*How to complete this task*
Please restate every entry exactly. Leave out the pictures.

Extracted records:
═══
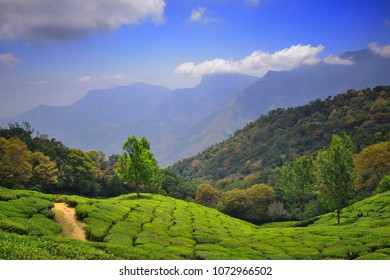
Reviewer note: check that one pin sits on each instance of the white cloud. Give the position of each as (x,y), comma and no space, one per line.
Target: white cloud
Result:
(382,51)
(201,15)
(118,78)
(252,2)
(8,60)
(85,79)
(337,60)
(39,83)
(61,20)
(258,63)
(387,23)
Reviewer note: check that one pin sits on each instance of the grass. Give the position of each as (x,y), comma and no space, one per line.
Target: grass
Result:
(159,227)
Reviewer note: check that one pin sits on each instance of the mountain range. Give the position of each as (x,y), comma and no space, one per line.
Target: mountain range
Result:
(182,122)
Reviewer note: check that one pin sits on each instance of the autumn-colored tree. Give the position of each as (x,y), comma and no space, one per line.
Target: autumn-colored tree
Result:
(371,165)
(138,167)
(335,174)
(15,168)
(207,195)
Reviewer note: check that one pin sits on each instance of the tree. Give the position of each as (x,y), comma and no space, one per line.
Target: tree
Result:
(80,173)
(207,195)
(15,168)
(371,165)
(44,171)
(297,181)
(137,165)
(335,174)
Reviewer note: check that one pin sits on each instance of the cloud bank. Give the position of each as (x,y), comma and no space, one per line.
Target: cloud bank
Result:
(258,63)
(63,20)
(382,51)
(7,59)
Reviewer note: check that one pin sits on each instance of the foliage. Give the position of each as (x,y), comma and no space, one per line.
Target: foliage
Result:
(285,134)
(175,186)
(15,169)
(384,185)
(207,195)
(297,182)
(159,227)
(137,166)
(335,174)
(371,165)
(249,204)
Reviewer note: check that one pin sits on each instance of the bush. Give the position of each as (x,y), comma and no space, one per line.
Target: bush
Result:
(384,185)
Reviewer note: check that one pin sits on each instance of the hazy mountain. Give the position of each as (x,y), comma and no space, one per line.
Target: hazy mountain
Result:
(182,122)
(94,121)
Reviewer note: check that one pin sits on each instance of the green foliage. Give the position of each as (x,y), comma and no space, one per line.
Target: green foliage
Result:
(335,174)
(159,227)
(286,134)
(251,204)
(138,167)
(297,182)
(384,185)
(207,195)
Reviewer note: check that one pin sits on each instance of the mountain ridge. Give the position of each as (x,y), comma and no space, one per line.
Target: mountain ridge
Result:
(180,123)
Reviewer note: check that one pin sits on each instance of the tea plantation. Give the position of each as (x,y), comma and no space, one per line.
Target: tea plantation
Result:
(159,227)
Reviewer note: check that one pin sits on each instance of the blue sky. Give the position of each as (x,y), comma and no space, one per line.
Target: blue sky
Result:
(53,52)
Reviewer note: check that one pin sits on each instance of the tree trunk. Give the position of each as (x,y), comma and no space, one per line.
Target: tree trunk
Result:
(338,216)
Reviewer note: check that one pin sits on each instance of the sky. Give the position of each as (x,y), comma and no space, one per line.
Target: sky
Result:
(53,52)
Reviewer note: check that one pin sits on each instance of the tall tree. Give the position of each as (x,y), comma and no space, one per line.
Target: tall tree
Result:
(15,168)
(371,165)
(137,165)
(207,195)
(297,182)
(335,173)
(44,171)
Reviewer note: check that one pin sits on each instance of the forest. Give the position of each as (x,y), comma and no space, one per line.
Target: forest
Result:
(292,164)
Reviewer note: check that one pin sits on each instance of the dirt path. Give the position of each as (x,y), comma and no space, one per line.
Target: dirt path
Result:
(66,218)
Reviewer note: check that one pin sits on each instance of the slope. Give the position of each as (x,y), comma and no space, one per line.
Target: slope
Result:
(158,227)
(285,134)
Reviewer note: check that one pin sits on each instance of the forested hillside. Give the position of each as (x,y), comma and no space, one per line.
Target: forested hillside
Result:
(286,134)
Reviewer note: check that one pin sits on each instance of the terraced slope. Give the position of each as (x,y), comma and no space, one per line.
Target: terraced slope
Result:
(158,227)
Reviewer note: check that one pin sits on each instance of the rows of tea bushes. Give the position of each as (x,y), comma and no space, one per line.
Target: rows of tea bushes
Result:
(159,227)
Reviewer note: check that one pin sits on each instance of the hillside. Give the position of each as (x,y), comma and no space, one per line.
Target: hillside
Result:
(285,134)
(182,122)
(158,227)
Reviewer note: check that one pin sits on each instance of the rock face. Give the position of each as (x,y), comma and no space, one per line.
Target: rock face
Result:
(182,122)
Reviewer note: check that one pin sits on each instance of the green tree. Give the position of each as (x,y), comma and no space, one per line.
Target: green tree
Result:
(207,195)
(297,182)
(15,168)
(44,171)
(80,173)
(335,174)
(371,165)
(137,165)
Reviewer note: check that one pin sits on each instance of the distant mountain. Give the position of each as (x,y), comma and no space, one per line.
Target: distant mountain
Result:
(285,134)
(182,122)
(95,121)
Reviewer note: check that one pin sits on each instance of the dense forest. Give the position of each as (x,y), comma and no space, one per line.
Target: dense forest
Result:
(29,160)
(286,134)
(292,164)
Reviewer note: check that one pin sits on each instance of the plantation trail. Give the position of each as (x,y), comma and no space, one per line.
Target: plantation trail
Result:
═══
*Your response*
Reviewer note: check that one pin sits on each instance of the white cloud. Give the position of each as (x,y), comma and no space, one per line.
Target: white cloud
Result:
(382,51)
(201,15)
(118,78)
(252,2)
(8,60)
(85,79)
(337,60)
(39,83)
(61,20)
(258,63)
(387,23)
Reviewer note: check that one pin sits on each instance of the grass. Give the position of each as (x,y), comma and no space, one per line.
Target: grass
Result:
(159,227)
Reviewer note: check that one pin sits on each instance of the mountain range. Give the position of each as (x,y), comma and no space, one per line.
Target: mountain range
Result:
(182,122)
Reviewer note: check that one pin sits on each instance of the autumn-colored tree. Give the position of each as (x,y), comma and no space, one per line.
Target: autumn-colored tree
Result:
(371,165)
(138,167)
(335,174)
(15,168)
(207,195)
Reviewer note: check that one pin sits on each instance of the tree. Give the position of each as (x,y), comma and no space, one per line.
Target: tree
Result:
(80,173)
(207,195)
(15,168)
(371,165)
(44,171)
(297,181)
(137,165)
(335,174)
Reviewer note: check that one pin sits on each instance of the cloud bank. Give the position of each as (x,y), comma and no space, one per line.
Target: cloud bank
Result:
(258,63)
(63,20)
(382,51)
(7,59)
Reviewer note: check that one pin sits on each instance of the foliage. Give the position of each as (x,y), comma and no space, one per line.
Target: foliage
Result:
(285,134)
(175,186)
(15,169)
(384,185)
(207,195)
(297,182)
(159,227)
(137,166)
(335,174)
(371,165)
(249,204)
Reviewer note: check that one pin sits on each instance of the bush. Give the position of each as (x,y), comma and no space, one per line.
Target: bush
Result:
(384,185)
Reviewer note: check that one pin sits on each instance of the hazy mountain. Give the position of each as (x,y), comma and no space, one per line.
Target: hazy mountain
Result:
(182,122)
(94,121)
Reviewer note: check that one pin sits on each instance of the green foliage. Give the position of each as (x,y), comma and no space, one per line.
Target: green foliage
Result:
(335,174)
(159,227)
(286,134)
(251,204)
(138,167)
(297,182)
(384,185)
(207,195)
Reviewer note: check that one pin sits on each instance of the mountain ridge. Give the position of each as (x,y), comma and no space, one per line.
Target: mountain ridge
Result:
(180,123)
Reviewer note: check that one pin sits on each instance of the tea plantation. Give the position of each as (x,y), comma and no space, one per line.
Target: tea plantation
Result:
(159,227)
Reviewer note: check that one pin sits on each instance of the blue sky. Give the position of each as (x,y), comma and no space, one per line.
Target: blue sky
Result:
(53,52)
Reviewer note: check that one pin sits on each instance of the tree trunk. Give the position of each as (x,y), comma and no space, one per line.
Target: tree trunk
Result:
(338,216)
Reviewer note: check that one pin sits on each instance of the sky. Give the position of each as (x,y), comma and no space, one per line.
Target: sky
Result:
(53,52)
Reviewer note: check that one pin sits on each instance of the tall tree. Give the position of each as (x,y), comma and no space, one per line.
Target: tall tree
Result:
(15,168)
(371,165)
(137,165)
(207,195)
(297,182)
(335,173)
(44,171)
Reviewer note: check that one pin sits on each instance of the forest. Give the position of each as (x,y), comma and no space, one per line.
Target: forest
Result:
(292,164)
Reviewer note: check that one pin sits on each instance of the dirt path. Give the position of each as (x,y), comma and no space, one per line.
Target: dirt path
Result:
(66,218)
Reviewer note: check that one pin sits on each instance of the slope. Give the position of each as (x,y), comma and no space, one per line.
Target: slope
Result:
(158,227)
(285,134)
Reviewer note: check that one pin sits on each instance of the forested hillside. Give the position of each as (x,y), comma and no space, one per line.
Target: forested hillside
Result:
(286,134)
Reviewer note: check that one pin sits on each instance of the terraced slope. Give the position of each as (x,y), comma and no space, one per line.
Target: terraced slope
Result:
(158,227)
Reviewer note: check that one pin sits on each instance of the rows of tea bushes. Give the position of each as (x,y), comma and no space, one per line.
Target: rows of tea bushes
Result:
(159,227)
Reviewer note: check that one pin sits on each instance of the hillside. Give the position of each as (x,y), comma and no space, one per line.
Target: hillside
Result:
(285,134)
(182,122)
(158,227)
Reviewer note: check that one pin sits on each instance of the rock face. Give the position of each as (x,y), comma and no space, one per line.
Target: rock face
Result:
(182,122)
Reviewer note: check that one pin sits on each instance of the green tree. Give the position of each as (x,y), comma and no space, one per line.
Target: green tree
Result:
(207,195)
(297,182)
(15,168)
(44,171)
(80,173)
(335,174)
(371,165)
(137,165)
Reviewer note: check that one pin sits on each instance of the distant mountain. Give the position of each as (x,y), comma and no space, one per line.
Target: distant mountain
Result:
(285,134)
(182,122)
(95,121)
Reviewer note: check that one pin sits on each instance of the dense forest. Give the position of each as (x,y), comma and no space, one per line.
Target: dense forest
Result:
(29,160)
(286,134)
(292,164)
Reviewer note: check that one pin sits on each instance of the plantation trail. Give the position of each as (x,y), comma and no space, one per line.
Target: plantation trail
Result:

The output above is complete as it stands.